ASSIGNED TASK – Each line of the data has to be transcribed exactly.

INFORMATION SHOWN –

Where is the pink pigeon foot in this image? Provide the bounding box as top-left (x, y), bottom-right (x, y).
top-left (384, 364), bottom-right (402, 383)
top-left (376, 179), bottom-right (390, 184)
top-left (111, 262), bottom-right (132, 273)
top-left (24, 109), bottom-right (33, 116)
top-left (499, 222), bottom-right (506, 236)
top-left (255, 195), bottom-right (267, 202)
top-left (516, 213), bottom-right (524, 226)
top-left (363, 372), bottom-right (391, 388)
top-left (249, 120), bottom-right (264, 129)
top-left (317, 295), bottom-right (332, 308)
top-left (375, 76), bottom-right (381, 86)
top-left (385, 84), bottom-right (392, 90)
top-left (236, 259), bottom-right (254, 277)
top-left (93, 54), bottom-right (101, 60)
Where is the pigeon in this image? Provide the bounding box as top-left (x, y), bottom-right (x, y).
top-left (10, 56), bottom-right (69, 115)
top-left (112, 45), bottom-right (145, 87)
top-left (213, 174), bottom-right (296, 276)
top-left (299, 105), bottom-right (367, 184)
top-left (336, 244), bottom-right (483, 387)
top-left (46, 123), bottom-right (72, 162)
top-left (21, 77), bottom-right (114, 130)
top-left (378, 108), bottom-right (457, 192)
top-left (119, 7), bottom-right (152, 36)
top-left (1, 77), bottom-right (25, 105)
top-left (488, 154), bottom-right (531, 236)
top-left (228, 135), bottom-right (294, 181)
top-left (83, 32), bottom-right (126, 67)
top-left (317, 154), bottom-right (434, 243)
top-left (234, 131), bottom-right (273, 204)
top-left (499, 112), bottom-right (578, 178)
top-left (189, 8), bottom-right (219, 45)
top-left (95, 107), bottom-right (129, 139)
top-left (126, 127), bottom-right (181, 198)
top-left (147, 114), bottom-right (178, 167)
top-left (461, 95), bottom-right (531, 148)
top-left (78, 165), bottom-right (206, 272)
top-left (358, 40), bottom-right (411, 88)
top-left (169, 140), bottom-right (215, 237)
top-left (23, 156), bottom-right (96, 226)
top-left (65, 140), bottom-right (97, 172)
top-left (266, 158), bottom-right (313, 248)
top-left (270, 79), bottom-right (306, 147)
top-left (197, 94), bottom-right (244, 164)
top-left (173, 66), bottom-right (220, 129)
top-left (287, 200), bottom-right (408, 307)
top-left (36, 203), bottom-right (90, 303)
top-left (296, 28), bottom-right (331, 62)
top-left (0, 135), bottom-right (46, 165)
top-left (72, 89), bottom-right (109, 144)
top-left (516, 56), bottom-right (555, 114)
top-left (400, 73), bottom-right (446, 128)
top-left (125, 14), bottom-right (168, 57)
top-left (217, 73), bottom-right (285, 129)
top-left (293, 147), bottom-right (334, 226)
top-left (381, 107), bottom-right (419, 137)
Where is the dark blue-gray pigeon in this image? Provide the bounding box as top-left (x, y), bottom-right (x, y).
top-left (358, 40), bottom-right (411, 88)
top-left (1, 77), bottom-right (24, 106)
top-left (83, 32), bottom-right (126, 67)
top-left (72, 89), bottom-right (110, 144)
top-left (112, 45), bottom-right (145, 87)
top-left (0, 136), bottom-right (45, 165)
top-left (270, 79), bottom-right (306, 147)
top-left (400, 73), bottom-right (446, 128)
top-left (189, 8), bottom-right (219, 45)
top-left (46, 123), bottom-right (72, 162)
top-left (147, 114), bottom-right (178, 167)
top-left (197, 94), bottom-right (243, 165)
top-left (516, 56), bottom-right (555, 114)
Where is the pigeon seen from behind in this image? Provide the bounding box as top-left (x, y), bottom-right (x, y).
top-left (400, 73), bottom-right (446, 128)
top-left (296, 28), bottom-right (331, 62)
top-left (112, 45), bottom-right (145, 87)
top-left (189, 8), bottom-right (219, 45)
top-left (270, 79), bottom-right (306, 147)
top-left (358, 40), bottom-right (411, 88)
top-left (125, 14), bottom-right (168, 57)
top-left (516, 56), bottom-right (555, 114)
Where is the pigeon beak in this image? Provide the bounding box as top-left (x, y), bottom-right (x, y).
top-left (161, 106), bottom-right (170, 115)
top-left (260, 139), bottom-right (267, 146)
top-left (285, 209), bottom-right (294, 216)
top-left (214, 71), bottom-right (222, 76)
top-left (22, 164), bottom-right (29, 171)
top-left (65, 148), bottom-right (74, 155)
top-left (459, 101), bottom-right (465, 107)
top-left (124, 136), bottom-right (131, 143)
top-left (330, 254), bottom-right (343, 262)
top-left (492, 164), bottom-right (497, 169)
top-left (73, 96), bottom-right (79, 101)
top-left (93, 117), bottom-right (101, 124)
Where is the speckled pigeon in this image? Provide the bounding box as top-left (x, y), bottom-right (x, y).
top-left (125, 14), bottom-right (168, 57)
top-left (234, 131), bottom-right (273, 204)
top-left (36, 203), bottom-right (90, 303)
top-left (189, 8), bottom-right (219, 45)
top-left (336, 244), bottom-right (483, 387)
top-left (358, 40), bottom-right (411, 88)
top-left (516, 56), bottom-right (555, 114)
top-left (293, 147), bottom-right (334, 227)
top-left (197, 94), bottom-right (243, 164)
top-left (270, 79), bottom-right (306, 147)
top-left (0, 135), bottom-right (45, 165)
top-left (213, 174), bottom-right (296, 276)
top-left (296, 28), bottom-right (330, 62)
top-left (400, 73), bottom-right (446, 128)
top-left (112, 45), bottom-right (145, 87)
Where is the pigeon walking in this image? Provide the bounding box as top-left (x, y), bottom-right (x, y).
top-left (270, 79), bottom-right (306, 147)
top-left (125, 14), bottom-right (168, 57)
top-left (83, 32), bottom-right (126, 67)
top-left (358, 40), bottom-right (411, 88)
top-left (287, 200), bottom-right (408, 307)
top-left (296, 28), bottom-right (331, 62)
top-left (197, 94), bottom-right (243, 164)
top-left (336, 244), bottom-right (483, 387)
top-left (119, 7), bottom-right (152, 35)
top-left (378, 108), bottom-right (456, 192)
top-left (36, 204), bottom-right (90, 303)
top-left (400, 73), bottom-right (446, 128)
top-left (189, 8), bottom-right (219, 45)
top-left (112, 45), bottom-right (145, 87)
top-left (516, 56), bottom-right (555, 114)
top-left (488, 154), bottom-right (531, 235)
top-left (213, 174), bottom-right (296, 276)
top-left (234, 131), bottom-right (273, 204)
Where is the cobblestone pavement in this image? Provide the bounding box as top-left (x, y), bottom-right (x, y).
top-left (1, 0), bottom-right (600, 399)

YOUR RESPONSE –
Where is the pink pigeon foot in this image? Provide the bounding box as top-left (x, y), bottom-right (x, y).
top-left (384, 364), bottom-right (402, 383)
top-left (376, 179), bottom-right (390, 184)
top-left (111, 262), bottom-right (132, 273)
top-left (24, 109), bottom-right (33, 116)
top-left (499, 222), bottom-right (506, 236)
top-left (255, 195), bottom-right (267, 202)
top-left (516, 213), bottom-right (524, 226)
top-left (363, 372), bottom-right (391, 388)
top-left (249, 120), bottom-right (264, 129)
top-left (317, 295), bottom-right (332, 308)
top-left (375, 76), bottom-right (381, 86)
top-left (385, 84), bottom-right (392, 90)
top-left (236, 259), bottom-right (254, 277)
top-left (93, 54), bottom-right (101, 60)
Where is the pigeon in this image? Provide the bounding box as top-left (x, y), bottom-right (x, y).
top-left (10, 56), bottom-right (69, 115)
top-left (112, 45), bottom-right (145, 87)
top-left (213, 174), bottom-right (296, 276)
top-left (299, 105), bottom-right (367, 184)
top-left (336, 244), bottom-right (483, 387)
top-left (46, 123), bottom-right (72, 162)
top-left (21, 77), bottom-right (114, 130)
top-left (378, 108), bottom-right (457, 192)
top-left (119, 7), bottom-right (152, 36)
top-left (1, 77), bottom-right (25, 105)
top-left (488, 154), bottom-right (531, 236)
top-left (228, 135), bottom-right (294, 181)
top-left (83, 32), bottom-right (126, 67)
top-left (317, 154), bottom-right (434, 243)
top-left (234, 131), bottom-right (273, 204)
top-left (499, 112), bottom-right (578, 178)
top-left (189, 8), bottom-right (219, 45)
top-left (95, 107), bottom-right (129, 139)
top-left (126, 127), bottom-right (181, 198)
top-left (147, 114), bottom-right (178, 167)
top-left (461, 95), bottom-right (531, 148)
top-left (78, 165), bottom-right (206, 272)
top-left (358, 40), bottom-right (411, 88)
top-left (169, 140), bottom-right (215, 237)
top-left (23, 156), bottom-right (96, 226)
top-left (65, 140), bottom-right (97, 172)
top-left (266, 158), bottom-right (313, 248)
top-left (270, 79), bottom-right (306, 147)
top-left (197, 94), bottom-right (244, 164)
top-left (173, 66), bottom-right (220, 129)
top-left (287, 200), bottom-right (408, 307)
top-left (36, 203), bottom-right (90, 303)
top-left (296, 28), bottom-right (331, 62)
top-left (0, 135), bottom-right (46, 165)
top-left (72, 89), bottom-right (109, 144)
top-left (516, 56), bottom-right (555, 114)
top-left (400, 73), bottom-right (446, 128)
top-left (125, 14), bottom-right (168, 57)
top-left (217, 73), bottom-right (285, 129)
top-left (293, 147), bottom-right (334, 226)
top-left (381, 107), bottom-right (419, 137)
Where is the dark blue-gray pigeon in this image? Provide the bounding box as top-left (x, y), bottom-right (x, y).
top-left (358, 40), bottom-right (411, 88)
top-left (1, 77), bottom-right (24, 106)
top-left (83, 32), bottom-right (126, 67)
top-left (72, 89), bottom-right (110, 144)
top-left (112, 45), bottom-right (145, 87)
top-left (0, 136), bottom-right (45, 165)
top-left (270, 79), bottom-right (306, 147)
top-left (400, 73), bottom-right (446, 128)
top-left (189, 8), bottom-right (219, 45)
top-left (46, 123), bottom-right (72, 162)
top-left (147, 114), bottom-right (178, 167)
top-left (197, 94), bottom-right (243, 165)
top-left (516, 56), bottom-right (555, 114)
Where is the pigeon seen from behind in this image? Provide the bounding box as top-left (x, y), bottom-right (x, y).
top-left (400, 73), bottom-right (446, 128)
top-left (296, 28), bottom-right (331, 62)
top-left (112, 45), bottom-right (145, 87)
top-left (189, 8), bottom-right (219, 45)
top-left (270, 79), bottom-right (306, 147)
top-left (358, 40), bottom-right (411, 88)
top-left (125, 14), bottom-right (168, 57)
top-left (516, 56), bottom-right (555, 114)
Where is the pigeon beak in this image? Provide the bounding box as top-left (x, y), bottom-right (x, y).
top-left (161, 106), bottom-right (170, 115)
top-left (260, 139), bottom-right (267, 146)
top-left (285, 209), bottom-right (294, 216)
top-left (214, 71), bottom-right (222, 76)
top-left (22, 164), bottom-right (29, 171)
top-left (65, 148), bottom-right (74, 155)
top-left (459, 101), bottom-right (465, 107)
top-left (124, 136), bottom-right (131, 143)
top-left (330, 254), bottom-right (343, 262)
top-left (492, 164), bottom-right (497, 169)
top-left (73, 96), bottom-right (79, 101)
top-left (93, 117), bottom-right (101, 124)
Where is the speckled pigeon in this image? Provide the bounding box as top-left (x, y), bottom-right (x, y).
top-left (125, 14), bottom-right (168, 57)
top-left (234, 131), bottom-right (273, 204)
top-left (36, 203), bottom-right (90, 303)
top-left (189, 8), bottom-right (219, 45)
top-left (336, 244), bottom-right (483, 387)
top-left (358, 40), bottom-right (411, 88)
top-left (516, 56), bottom-right (555, 114)
top-left (293, 147), bottom-right (334, 227)
top-left (197, 94), bottom-right (243, 164)
top-left (270, 79), bottom-right (306, 147)
top-left (0, 135), bottom-right (45, 165)
top-left (213, 174), bottom-right (296, 276)
top-left (296, 28), bottom-right (330, 62)
top-left (400, 73), bottom-right (446, 128)
top-left (112, 45), bottom-right (145, 87)
Where is the pigeon walking in this image? Provide the bounding box as top-left (x, y), bottom-right (x, y).
top-left (270, 79), bottom-right (306, 147)
top-left (125, 14), bottom-right (168, 57)
top-left (83, 32), bottom-right (126, 67)
top-left (358, 40), bottom-right (411, 88)
top-left (287, 200), bottom-right (408, 307)
top-left (296, 28), bottom-right (331, 62)
top-left (197, 94), bottom-right (243, 164)
top-left (336, 244), bottom-right (483, 387)
top-left (119, 7), bottom-right (152, 35)
top-left (378, 108), bottom-right (456, 192)
top-left (36, 204), bottom-right (90, 303)
top-left (400, 73), bottom-right (446, 128)
top-left (189, 8), bottom-right (219, 45)
top-left (112, 45), bottom-right (145, 87)
top-left (516, 56), bottom-right (555, 114)
top-left (488, 154), bottom-right (531, 235)
top-left (213, 174), bottom-right (296, 276)
top-left (234, 131), bottom-right (273, 204)
Where is the cobblestone pavement in this image? Provide the bounding box as top-left (x, y), bottom-right (x, y).
top-left (1, 0), bottom-right (600, 399)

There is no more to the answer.